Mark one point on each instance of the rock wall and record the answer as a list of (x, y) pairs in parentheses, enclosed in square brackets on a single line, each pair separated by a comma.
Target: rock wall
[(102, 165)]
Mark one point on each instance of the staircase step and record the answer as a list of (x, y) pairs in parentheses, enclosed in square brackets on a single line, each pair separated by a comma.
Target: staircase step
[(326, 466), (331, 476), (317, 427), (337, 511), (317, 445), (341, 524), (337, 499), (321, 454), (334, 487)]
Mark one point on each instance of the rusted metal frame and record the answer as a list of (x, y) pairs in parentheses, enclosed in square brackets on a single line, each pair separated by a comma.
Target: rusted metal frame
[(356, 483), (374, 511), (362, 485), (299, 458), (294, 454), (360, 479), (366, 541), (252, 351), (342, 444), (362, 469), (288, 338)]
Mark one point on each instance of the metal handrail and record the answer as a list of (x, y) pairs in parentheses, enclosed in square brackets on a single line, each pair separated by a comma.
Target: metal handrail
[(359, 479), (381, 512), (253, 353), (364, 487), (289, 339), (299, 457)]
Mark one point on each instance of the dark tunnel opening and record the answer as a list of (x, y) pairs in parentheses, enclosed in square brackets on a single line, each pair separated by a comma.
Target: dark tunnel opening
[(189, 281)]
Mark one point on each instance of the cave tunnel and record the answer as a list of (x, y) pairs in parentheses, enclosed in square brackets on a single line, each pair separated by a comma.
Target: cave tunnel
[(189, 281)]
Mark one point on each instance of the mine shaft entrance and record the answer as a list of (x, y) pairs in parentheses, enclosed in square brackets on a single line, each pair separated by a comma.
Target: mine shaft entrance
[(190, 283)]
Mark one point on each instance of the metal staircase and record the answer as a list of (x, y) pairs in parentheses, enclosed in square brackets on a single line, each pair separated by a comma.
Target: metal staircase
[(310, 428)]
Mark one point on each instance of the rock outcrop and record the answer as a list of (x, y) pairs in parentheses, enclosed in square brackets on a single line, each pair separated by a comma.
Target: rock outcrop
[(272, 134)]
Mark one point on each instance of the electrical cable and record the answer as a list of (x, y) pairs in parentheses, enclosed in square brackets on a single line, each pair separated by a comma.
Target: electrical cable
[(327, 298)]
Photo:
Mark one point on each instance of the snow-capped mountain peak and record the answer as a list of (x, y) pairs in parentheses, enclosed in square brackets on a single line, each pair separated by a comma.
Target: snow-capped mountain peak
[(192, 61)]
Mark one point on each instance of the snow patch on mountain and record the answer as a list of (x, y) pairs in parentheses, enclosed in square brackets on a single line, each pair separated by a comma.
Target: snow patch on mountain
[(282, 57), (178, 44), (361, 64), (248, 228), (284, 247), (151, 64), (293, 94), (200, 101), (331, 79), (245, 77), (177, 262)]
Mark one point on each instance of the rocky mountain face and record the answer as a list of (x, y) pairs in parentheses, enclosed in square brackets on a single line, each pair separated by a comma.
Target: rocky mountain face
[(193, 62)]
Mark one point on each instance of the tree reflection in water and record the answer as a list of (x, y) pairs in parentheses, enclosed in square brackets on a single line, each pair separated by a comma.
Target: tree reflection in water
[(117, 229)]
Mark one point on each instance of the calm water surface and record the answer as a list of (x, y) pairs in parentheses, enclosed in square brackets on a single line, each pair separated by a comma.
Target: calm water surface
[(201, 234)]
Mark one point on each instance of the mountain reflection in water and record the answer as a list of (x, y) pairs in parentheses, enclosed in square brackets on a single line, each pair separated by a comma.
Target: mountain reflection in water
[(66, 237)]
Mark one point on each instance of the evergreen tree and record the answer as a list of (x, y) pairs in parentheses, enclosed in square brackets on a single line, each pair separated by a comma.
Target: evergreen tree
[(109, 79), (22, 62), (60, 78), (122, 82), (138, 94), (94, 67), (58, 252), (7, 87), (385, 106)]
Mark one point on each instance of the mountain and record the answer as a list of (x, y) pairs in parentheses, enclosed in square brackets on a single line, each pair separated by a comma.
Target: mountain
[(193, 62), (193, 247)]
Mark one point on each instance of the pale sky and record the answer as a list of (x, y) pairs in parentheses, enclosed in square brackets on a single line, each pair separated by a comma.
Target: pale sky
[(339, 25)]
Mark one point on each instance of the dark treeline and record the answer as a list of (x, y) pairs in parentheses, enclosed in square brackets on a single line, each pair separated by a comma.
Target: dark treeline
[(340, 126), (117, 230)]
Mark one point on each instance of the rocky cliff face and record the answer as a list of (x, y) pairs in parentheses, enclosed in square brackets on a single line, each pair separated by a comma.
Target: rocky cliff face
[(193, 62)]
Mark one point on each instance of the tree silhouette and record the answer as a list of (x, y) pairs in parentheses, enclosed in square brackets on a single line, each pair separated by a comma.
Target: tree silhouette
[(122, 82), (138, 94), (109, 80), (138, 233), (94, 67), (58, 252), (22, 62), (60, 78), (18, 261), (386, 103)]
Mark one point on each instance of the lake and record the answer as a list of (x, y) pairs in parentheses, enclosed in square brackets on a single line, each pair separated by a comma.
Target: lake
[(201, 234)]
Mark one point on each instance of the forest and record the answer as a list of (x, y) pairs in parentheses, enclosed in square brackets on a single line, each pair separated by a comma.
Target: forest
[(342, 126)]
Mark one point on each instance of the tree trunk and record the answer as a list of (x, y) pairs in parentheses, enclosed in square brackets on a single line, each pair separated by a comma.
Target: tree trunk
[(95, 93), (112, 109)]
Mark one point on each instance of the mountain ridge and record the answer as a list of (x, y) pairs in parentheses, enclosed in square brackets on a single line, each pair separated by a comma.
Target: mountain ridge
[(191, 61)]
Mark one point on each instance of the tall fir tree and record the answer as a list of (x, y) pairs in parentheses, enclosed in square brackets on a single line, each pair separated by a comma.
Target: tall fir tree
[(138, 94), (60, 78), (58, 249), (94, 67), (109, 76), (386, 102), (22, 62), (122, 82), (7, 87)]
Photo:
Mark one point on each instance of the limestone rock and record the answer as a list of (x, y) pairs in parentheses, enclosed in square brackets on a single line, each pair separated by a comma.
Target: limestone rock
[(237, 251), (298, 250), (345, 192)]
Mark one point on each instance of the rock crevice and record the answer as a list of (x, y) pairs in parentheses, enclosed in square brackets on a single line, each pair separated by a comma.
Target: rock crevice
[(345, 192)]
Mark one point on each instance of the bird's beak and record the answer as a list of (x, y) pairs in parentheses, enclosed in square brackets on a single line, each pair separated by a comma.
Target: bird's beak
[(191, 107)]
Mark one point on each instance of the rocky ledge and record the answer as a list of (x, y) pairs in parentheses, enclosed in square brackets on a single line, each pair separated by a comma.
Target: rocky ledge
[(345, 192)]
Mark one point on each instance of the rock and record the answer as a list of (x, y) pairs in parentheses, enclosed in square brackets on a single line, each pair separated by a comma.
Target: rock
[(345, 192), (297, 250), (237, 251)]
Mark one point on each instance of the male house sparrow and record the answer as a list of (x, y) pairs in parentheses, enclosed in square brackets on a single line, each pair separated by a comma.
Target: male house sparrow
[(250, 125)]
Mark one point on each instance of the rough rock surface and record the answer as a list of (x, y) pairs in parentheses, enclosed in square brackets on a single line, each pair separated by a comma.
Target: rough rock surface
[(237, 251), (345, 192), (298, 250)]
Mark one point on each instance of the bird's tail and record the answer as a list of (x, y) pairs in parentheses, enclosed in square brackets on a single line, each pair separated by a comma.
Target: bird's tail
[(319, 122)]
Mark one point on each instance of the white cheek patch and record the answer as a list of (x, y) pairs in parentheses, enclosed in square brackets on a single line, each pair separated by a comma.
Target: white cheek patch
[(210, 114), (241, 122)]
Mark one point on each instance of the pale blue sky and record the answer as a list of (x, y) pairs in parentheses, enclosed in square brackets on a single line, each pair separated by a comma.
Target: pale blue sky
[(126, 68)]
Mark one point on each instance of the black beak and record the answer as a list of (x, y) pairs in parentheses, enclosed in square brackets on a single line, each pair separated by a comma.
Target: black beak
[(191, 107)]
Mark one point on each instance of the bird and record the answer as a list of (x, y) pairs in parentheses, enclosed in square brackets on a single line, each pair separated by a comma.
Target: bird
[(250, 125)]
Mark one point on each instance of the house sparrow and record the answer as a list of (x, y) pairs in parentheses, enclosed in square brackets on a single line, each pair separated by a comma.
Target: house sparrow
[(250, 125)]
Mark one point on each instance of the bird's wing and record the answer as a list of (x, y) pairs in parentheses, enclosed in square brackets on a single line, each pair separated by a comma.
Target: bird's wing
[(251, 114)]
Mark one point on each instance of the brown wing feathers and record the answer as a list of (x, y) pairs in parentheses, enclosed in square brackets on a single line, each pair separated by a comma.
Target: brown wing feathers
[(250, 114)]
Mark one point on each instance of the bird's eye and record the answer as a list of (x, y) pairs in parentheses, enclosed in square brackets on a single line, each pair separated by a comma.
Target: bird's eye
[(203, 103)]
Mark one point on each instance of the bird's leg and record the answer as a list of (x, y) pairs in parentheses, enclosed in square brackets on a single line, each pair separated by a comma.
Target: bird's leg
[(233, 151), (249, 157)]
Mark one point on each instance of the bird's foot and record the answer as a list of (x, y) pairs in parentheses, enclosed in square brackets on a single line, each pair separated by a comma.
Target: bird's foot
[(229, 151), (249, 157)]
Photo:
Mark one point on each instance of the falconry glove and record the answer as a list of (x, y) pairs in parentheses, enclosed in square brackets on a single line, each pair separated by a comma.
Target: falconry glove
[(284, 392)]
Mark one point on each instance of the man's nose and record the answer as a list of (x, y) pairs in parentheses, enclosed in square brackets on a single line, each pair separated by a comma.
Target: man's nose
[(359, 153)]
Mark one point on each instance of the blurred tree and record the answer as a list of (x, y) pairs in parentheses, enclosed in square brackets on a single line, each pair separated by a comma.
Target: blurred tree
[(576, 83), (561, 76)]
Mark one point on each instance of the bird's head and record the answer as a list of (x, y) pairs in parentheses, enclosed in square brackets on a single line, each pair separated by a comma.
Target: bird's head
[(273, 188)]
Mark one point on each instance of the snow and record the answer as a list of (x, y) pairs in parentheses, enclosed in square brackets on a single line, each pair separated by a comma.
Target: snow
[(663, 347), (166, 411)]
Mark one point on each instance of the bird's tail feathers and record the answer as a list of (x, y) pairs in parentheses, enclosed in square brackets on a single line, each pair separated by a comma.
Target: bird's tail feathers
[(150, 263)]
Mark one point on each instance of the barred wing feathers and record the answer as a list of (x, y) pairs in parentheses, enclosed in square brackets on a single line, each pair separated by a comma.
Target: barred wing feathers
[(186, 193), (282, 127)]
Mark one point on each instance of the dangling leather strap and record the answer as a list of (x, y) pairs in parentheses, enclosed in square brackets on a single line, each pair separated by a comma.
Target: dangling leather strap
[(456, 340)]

_Stated exercise_. Rewrite only the stretch of records from the line containing "Mark one point on each instance of the rocky cliff" through the line containing "[(237, 251), (298, 250), (345, 192)]", replacing "Target" with "Label" and leaving everything else unchanged.

_Finished task_.
Mark one point on each instance of the rocky cliff face and record the answer as a list of (x, y) pairs in parentheses, enclosed in square brackets on a single line, each pair separated by a comma.
Label: rocky cliff face
[(193, 62)]
Mark one point on each instance of the tree silhouette and record the answer as a list of (x, y) pairs in parentheses, enclosed in square brackets on a single line, each pair separated by a comma.
Label: tree silhouette
[(122, 82), (138, 94), (109, 80), (138, 233), (94, 67), (58, 252), (22, 62), (60, 78), (18, 261), (386, 103)]
Mark one point on each instance of the lake and record the answer as a list of (x, y) pairs in parentheses, enclosed in square brackets on a single line, each pair separated by a comma.
Label: lake
[(201, 234)]
Mark one point on each instance of the forest and record the answer as a list of (x, y) pairs in parentheses, enclosed in square brackets on a single line, each pair separated by a comma.
Label: forest
[(342, 126)]
Mark one point on each instance of the tree trunk and record the answer as a list of (x, y) pairs in parentheses, enclosed in square brackets on a single line, each pair separated by a comma.
Label: tree trunk
[(95, 93), (112, 109)]
Mark one point on each instance of the mountain ridge and record the answer as a list of (x, y) pairs in parentheses, enclosed in square brackets on a single line, each pair separated by a comma.
Label: mountain ridge
[(191, 61)]
Mark one point on each instance of the tall fir tree and record the answer as a list of (x, y) pairs in parentheses, enclosed in square brackets on a single line, each pair separated by a comma.
Label: tall fir tree
[(138, 94), (60, 78), (58, 249), (94, 67), (109, 76), (386, 102), (22, 62), (122, 82), (7, 87)]
Photo:
Mark one point on each instance of the limestone rock and record the answer as a list of (x, y) pairs in parentheses, enclosed in square brackets on a single line, each pair separated by a comma.
Label: limestone rock
[(237, 251), (298, 250), (345, 192)]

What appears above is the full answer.